Each line below should be quoted exactly, please.
※ ※ ※
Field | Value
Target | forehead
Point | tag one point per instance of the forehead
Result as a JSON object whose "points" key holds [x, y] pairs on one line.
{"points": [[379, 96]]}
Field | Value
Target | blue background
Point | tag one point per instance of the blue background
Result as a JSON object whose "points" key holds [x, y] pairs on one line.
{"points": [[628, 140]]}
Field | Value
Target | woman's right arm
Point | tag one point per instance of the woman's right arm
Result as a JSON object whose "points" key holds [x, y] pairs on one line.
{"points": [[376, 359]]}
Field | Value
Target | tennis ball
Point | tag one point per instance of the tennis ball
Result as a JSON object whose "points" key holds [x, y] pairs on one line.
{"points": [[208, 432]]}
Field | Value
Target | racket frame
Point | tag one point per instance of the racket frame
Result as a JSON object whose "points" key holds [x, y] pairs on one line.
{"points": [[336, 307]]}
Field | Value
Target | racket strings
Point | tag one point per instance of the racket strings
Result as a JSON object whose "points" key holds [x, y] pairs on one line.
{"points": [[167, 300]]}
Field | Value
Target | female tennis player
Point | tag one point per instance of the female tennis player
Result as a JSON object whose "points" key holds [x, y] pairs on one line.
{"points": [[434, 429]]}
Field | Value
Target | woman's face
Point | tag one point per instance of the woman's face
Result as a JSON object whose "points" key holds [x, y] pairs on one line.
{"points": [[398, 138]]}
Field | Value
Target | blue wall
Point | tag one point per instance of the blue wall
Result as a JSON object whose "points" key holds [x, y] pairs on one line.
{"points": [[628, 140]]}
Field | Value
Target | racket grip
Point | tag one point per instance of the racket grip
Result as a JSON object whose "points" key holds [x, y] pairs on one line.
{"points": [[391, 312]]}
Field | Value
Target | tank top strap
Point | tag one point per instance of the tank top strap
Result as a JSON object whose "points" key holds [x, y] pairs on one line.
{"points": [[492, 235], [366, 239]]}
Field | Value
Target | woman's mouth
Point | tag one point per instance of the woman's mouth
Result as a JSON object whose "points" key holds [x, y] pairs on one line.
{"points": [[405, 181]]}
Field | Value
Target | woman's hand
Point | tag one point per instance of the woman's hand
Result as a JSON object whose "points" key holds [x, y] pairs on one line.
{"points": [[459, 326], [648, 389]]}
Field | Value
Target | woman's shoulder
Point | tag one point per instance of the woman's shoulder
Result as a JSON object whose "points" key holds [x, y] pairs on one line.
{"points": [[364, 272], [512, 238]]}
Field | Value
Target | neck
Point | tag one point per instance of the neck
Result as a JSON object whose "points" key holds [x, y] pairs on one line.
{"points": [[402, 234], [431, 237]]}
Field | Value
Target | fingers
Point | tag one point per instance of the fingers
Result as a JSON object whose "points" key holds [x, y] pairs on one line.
※ ※ ※
Written answer
Field | Value
Target | forehead
Point | tag one point per instance of the forehead
Result as a JSON object whose "points" key holds [x, y] pairs on one line.
{"points": [[379, 96]]}
Field | Value
Target | blue background
Point | tag one point per instance of the blue background
Result as a JSON object whose "points" key holds [x, y] pairs on one line.
{"points": [[628, 140]]}
Field | Value
Target | woman's right arm
Point | tag one point per instance of the woman's right arm
Result as a JSON object whose "points" key holds [x, y] pairs on one line.
{"points": [[376, 359]]}
Field | Value
Target | tennis ball
Point | tag one point per instance of the tennis ball
Result as a JSON object whose "points" key holds [x, y] pairs on one line.
{"points": [[208, 432]]}
Field | Value
Target | racket frame
Point | tag one point per instance of the racket frame
Result as a JSON object whose "points" key holds [x, y] pairs on one line.
{"points": [[336, 307]]}
Field | Value
Target | racket strings
Point | tag one point per instance of the racket strings
Result as a JSON object whose "points" key holds [x, y] pairs on one line.
{"points": [[167, 300]]}
Field | Value
Target | female tennis player
Point | tag one point per instance of the female tennis player
Result as a JSON object whose "points" key holds [x, y] pairs on one line.
{"points": [[434, 429]]}
Field | Value
Target | woman's face
Point | tag one point per instance of the woman's face
Result as a JSON object whose "points" key holds [x, y] pairs on one line.
{"points": [[398, 138]]}
Field | Value
Target | blue wall
Point | tag one point per instance of the blue wall
Result as a JSON object whose "points" key holds [x, y] pairs on one line.
{"points": [[628, 140]]}
Field | Value
Target | racket grip
Point | tag one point per instance of the racket grip
Result as a JSON object whose "points" key holds [x, y] pairs on one line.
{"points": [[391, 312]]}
Field | Value
Target | tank top strap
Point | tag one point per instance of the tank top strap
Result as a JSON object whose "points" key holds [x, y] pairs on one line.
{"points": [[492, 235], [366, 239]]}
Field | Value
Target | woman's mouth
Point | tag one point per instance of the woman's mouth
Result as a JSON object whose "points" key holds [x, y] pairs on one line.
{"points": [[405, 181]]}
Field | Value
Target | woman's hand
Point | tag one point per instance of the woman's hand
Result as a JSON object whose "points" key holds [x, y] pairs on one line.
{"points": [[459, 326], [648, 389]]}
Field | Value
Target | woman's shoulder
Point | tag one point per instance of the woman's shoulder
Result as a JSON object whose "points" key holds [x, y] pairs on one line.
{"points": [[364, 272], [512, 238]]}
Field | Value
Target | neck
Point | tag one point per instance of the neck
Result as a JSON object whose "points" key holds [x, y] pairs on one line.
{"points": [[402, 234], [431, 237]]}
Field | Value
Target | fingers
Point | tag one point per instance of the fingers
Result as a JSON object whose "points" key holds [x, y] pairs on one line.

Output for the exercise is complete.